▸ **Dataset extract**

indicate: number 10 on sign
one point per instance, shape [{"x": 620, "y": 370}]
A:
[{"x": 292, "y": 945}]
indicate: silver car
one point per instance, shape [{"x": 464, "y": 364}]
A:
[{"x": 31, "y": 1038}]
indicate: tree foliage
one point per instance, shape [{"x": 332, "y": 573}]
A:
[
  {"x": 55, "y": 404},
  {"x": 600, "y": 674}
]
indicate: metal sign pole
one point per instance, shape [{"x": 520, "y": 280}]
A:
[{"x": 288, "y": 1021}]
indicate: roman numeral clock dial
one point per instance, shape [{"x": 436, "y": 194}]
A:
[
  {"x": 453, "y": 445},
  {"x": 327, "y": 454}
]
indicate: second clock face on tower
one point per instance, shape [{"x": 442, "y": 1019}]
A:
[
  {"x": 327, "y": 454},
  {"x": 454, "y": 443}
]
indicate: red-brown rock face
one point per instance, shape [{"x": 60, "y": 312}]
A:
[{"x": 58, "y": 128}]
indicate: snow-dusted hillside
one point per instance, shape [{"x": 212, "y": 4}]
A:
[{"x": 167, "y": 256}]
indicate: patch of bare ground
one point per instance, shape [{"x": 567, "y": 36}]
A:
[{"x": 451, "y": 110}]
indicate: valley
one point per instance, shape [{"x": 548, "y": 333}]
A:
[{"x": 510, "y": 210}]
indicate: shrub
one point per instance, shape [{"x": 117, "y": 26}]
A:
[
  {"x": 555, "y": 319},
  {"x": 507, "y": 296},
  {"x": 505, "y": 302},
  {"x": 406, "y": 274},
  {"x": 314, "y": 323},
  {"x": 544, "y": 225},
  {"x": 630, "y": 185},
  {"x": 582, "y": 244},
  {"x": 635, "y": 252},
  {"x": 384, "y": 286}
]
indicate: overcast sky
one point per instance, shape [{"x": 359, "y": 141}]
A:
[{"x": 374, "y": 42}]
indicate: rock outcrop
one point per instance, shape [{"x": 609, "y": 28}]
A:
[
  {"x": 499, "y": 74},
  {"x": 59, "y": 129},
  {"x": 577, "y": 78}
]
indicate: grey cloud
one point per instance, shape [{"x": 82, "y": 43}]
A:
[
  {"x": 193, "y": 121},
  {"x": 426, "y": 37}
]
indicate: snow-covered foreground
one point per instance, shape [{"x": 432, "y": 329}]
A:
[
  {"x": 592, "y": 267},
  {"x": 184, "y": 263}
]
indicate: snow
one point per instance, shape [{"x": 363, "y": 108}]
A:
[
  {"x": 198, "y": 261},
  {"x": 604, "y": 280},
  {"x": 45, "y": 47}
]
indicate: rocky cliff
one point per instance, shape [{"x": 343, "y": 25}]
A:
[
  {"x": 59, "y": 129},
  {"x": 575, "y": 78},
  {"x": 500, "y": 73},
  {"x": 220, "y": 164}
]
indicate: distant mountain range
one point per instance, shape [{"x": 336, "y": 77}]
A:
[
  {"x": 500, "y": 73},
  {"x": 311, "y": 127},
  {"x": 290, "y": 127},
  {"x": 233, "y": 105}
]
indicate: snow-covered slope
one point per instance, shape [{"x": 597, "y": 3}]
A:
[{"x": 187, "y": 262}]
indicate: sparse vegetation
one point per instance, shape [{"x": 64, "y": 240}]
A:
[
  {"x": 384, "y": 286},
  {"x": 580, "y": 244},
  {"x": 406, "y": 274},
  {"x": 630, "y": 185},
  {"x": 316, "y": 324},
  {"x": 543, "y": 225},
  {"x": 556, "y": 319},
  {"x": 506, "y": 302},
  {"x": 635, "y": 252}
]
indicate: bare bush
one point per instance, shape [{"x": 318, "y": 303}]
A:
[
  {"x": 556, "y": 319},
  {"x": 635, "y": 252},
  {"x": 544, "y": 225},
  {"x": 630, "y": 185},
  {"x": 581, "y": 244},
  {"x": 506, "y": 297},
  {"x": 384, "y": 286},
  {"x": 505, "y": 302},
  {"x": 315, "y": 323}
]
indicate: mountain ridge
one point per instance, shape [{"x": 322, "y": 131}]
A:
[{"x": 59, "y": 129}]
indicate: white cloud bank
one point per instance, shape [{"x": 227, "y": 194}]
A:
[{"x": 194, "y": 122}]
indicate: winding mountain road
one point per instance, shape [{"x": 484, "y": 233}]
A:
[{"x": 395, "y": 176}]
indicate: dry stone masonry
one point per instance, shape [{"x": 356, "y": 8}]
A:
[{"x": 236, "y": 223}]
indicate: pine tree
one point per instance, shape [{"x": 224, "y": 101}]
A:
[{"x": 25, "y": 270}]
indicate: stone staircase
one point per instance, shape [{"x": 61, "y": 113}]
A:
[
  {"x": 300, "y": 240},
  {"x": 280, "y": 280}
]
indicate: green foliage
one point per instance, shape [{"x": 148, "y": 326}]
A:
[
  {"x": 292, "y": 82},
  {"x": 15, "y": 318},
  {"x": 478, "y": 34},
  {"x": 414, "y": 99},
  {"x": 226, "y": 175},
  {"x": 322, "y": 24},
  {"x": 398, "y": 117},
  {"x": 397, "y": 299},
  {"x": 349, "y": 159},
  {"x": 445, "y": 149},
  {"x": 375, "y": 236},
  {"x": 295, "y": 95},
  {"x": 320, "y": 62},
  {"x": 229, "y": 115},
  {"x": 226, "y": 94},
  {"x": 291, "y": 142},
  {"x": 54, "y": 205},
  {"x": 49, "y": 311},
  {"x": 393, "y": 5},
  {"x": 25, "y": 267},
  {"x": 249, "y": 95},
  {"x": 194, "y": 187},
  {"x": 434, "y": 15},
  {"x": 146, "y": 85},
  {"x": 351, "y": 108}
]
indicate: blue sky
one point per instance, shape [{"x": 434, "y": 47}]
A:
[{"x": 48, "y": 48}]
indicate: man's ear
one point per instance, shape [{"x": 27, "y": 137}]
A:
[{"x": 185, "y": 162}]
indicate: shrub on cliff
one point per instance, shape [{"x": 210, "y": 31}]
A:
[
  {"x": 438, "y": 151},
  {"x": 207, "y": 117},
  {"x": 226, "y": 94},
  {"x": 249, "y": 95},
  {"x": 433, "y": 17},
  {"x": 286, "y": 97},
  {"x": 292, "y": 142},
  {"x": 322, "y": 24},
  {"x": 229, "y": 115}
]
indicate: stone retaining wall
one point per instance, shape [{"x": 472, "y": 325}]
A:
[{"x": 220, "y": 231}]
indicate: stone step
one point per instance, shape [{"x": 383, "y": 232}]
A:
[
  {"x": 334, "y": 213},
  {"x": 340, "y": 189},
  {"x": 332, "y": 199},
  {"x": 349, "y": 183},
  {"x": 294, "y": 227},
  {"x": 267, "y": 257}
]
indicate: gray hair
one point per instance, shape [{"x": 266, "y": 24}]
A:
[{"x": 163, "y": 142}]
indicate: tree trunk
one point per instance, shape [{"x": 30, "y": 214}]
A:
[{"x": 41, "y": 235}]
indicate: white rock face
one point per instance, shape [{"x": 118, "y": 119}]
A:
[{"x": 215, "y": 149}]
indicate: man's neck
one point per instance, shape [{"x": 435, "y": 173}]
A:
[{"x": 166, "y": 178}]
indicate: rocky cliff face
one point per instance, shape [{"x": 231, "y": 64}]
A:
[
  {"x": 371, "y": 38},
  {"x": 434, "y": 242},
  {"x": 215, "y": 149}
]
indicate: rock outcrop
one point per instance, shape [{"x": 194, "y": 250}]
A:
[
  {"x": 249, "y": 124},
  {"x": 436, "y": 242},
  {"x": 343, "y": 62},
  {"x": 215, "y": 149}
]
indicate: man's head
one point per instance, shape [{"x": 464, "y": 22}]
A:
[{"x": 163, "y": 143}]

▸ **Problem requirements**
Reproduce word for word only the first line of the listing above and each line after it through the line with "indicate: red-brown rock face".

▸ **Response area**
indicate: number 10 on sign
one point per instance, shape [{"x": 620, "y": 370}]
A:
[{"x": 292, "y": 945}]
indicate: silver car
one point per instance, shape [{"x": 464, "y": 364}]
A:
[{"x": 31, "y": 1038}]
indicate: tree foliage
one point per instance, shape [{"x": 332, "y": 573}]
A:
[
  {"x": 55, "y": 404},
  {"x": 600, "y": 674}
]
indicate: metal sign pole
one point per instance, shape [{"x": 520, "y": 280}]
A:
[{"x": 288, "y": 1021}]
indicate: roman numeral clock dial
one point per instance, shape [{"x": 436, "y": 194}]
A:
[
  {"x": 453, "y": 445},
  {"x": 327, "y": 454}
]
indicate: second clock face on tower
one point per instance, shape [{"x": 442, "y": 1019}]
A:
[
  {"x": 327, "y": 454},
  {"x": 454, "y": 443}
]
indicate: red-brown rock face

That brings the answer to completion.